PROMPT 1
Copy the masking-tape forum thread between "Never had a" and "very forgiven tool.", inclusive, swapping "airbrush" for "spray gun".
PROMPT 2
In the masking-tape forum thread, which brand of tape does MISTER ANDERSON say he uses for taping off areas?
PROMPT 3
Extend the masking-tape forum thread past its final line.

PROVIDED TEXT
::::
Thanks MISTER ANDERSON, it's now on my shopping list. This particular error wasn't a matter of crappy tape as I suggested earlier in the thread. I should have disassembled it before painting and I'm sure it would have been fine. I still hate blue tape and the tape you suggested, after reading up on it, seems like a must have.:smilie_daumenpos:



MISTER ANDERSON said:


> For taping off areas I only use Tamiya brand masking tape. It's specifically made for modeling.


----------



## I Am Fasha (Apr 2, 2013)

MISTER ANDERSON said:


> For taping off areas I only use Tamiya brand masking tape. It's specifically made for modeling.


I agree. It forms well into small areas, I use a Q-tip to help with this and the tape is very affordable. If you can find it locally, check eBay.


----------



## ktcards (Sep 22, 2012)

What ever happened to a tiny brush and a steady hand?

K


----------



## I Am Fasha (Apr 2, 2013)

ktcards said:


> What ever happened to a tiny brush and a steady hand?
> 
> K


My airbrush is more forgiven with my old shaky hands . How u been sir?


----------



## ktcards (Sep 22, 2012)

I Am Fasha said:


> My airbrush is more forgiven with my old shaky hands . How u been sir?


I came from a long line of pin stripers and painting model cars from the 60's and 70's.

K


----------



## Hutch (Dec 19, 2012)

ktcards said:


> What ever happened to a tiny brush and a steady hand?
> 
> K


Never had a steady hand. My freehand pencil lines look like they came from a seizemograph.


----------



## I Am Fasha (Apr 2, 2013)

Kt and Hutch, I could draw a straight line with a ruler!!! Just never been able to do. I like the airbrush, I dont have to look at the tip of it, I look where the paint is landing and can adjust my lines up and down. Like I said, very forgiven tool.


----------



## Hutch (Dec 19, 2012)
::::
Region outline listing

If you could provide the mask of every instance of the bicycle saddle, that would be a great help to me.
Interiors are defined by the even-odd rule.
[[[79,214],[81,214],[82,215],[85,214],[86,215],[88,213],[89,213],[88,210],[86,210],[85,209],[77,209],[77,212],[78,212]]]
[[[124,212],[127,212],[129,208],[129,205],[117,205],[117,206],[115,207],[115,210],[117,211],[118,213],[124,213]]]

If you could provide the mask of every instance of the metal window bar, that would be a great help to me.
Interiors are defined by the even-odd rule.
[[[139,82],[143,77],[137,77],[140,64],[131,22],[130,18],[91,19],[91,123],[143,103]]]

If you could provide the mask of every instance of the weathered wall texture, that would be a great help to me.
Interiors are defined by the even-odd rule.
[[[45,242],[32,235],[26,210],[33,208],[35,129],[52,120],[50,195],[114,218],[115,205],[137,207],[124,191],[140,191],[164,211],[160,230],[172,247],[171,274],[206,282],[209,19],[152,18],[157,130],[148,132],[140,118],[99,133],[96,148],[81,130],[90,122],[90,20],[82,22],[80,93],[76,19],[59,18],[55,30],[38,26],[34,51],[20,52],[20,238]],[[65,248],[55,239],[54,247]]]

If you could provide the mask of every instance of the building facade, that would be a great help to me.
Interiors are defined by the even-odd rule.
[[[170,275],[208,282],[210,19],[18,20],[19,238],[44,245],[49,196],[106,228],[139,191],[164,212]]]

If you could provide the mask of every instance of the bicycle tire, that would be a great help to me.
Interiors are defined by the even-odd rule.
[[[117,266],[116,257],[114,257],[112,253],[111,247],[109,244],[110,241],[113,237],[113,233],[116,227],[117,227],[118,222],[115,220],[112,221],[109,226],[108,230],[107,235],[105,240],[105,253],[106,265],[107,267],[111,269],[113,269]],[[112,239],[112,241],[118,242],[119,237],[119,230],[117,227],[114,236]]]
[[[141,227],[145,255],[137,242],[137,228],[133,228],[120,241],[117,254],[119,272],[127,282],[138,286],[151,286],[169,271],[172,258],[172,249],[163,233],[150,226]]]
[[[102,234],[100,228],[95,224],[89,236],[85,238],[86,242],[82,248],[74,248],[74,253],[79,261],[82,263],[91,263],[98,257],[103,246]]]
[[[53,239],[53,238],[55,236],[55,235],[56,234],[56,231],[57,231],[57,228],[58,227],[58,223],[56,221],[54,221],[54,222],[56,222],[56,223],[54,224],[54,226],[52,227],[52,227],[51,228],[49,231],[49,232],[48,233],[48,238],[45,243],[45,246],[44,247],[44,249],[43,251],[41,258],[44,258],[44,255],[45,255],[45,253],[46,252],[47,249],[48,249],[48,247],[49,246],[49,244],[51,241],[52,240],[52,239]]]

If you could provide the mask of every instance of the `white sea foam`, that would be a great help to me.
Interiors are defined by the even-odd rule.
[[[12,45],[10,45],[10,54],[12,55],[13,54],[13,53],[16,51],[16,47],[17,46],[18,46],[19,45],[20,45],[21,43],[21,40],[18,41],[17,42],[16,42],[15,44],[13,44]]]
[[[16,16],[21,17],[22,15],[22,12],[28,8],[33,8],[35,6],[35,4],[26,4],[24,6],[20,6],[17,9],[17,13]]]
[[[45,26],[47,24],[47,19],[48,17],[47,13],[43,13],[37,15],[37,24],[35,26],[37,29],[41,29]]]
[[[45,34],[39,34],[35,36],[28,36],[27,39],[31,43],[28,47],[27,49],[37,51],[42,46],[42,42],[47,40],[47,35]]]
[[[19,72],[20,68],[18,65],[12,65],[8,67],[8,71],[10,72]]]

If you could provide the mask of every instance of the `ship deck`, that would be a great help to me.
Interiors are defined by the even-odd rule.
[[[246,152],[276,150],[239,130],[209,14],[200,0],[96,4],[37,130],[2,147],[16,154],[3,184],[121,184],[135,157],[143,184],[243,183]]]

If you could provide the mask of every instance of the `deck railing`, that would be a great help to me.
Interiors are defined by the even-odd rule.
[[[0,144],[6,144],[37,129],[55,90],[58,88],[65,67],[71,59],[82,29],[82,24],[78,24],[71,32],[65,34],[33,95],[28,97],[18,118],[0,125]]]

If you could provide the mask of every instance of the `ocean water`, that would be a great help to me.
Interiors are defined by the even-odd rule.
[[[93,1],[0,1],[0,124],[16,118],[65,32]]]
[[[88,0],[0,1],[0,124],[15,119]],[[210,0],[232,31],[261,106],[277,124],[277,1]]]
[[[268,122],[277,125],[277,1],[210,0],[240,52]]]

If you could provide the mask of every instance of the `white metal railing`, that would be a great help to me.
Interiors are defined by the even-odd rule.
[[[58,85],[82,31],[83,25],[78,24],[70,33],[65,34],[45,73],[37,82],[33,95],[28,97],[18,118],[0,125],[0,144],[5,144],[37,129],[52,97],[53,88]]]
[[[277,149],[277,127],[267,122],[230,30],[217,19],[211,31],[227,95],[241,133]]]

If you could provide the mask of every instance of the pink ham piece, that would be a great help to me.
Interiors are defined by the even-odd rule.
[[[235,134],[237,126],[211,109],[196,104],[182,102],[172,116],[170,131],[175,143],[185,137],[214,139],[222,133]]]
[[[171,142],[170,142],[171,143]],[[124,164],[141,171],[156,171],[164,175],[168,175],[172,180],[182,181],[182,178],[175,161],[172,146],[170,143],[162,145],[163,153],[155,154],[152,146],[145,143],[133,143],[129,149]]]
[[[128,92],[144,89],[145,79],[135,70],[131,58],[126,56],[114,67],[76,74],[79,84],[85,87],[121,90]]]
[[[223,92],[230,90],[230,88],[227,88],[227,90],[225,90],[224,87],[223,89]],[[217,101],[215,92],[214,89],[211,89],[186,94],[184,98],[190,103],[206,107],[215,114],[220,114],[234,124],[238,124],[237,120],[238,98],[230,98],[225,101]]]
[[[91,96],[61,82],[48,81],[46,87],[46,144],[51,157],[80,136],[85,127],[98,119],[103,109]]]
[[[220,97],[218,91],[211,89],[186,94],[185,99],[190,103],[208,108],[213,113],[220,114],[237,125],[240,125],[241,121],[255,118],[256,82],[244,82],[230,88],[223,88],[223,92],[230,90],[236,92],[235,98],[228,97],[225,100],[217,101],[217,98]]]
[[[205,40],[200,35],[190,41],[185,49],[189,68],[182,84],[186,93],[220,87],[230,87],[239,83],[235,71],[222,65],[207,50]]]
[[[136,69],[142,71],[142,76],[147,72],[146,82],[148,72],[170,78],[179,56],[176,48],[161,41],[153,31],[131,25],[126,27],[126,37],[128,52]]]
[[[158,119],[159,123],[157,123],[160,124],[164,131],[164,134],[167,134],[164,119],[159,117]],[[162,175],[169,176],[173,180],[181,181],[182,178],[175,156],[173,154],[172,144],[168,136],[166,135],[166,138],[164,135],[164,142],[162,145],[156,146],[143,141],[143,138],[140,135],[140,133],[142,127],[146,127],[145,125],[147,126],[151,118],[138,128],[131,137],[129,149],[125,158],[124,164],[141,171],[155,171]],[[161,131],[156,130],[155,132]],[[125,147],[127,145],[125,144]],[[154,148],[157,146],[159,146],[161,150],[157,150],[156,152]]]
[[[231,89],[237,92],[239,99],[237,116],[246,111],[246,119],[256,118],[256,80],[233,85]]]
::::
WRITTEN RESPONSE 1
Never had a steady hand. My freehand pencil lines look like they came from a seizemograph.


----------



## I Am Fasha (Apr 2, 2013)

Kt and Hutch, I could draw a straight line with a ruler!!! Just never been able to do. I like the spray gun, I dont have to look at the tip of it, I look where the paint is landing and can adjust my lines up and down. Like I said, very forgiven tool.

WRITTEN RESPONSE 2
Tamiya brand masking tape.

WRITTEN RESPONSE 3
So... I'm going to strip the paint and start from scratch using the brake fluid which seems like the most popular method. Now I need a container that fits my train without being too wide. Ideas? I was thinking of a peice of 4" pipe capped and cut in half.

That's probably a ridiculus idea. I'm sure ther'es something easier that I could use. Some kind of tupperware.

How many times can you use this bath? 
How do you rinse the car?


----------



## I Am Fasha (Apr 2, 2013)

Passengers cars are very long and I have not had to work on any of them. Normally I use aluminum disposalble baking pans from Dollar Tree stores. In some cases, I stretch them a bit to fit the locomotive shells I clean. Not sure if they would stretch to fit a passenger car. But! Look at the same type of pan, but go one size bigger. A bread pan. It is about 4 inches wide, 10 inches long and has 2 inch sides. Play with it to make it work. I also buy the Dot 3 brake fluid by the quart at Napa using their brand. Its around $5.00 a quart, get two. As a precautionary measure, since all plastic is not created the same, don't dunk it and walk away. Dunk it and then check it every little bit for the first hour. I've yet to mess one up with it, but it pays to be safe. Also, when done, strain the fluid through a old cloth or pair of women's hoses, to get paint out, then put back in bottles for use later.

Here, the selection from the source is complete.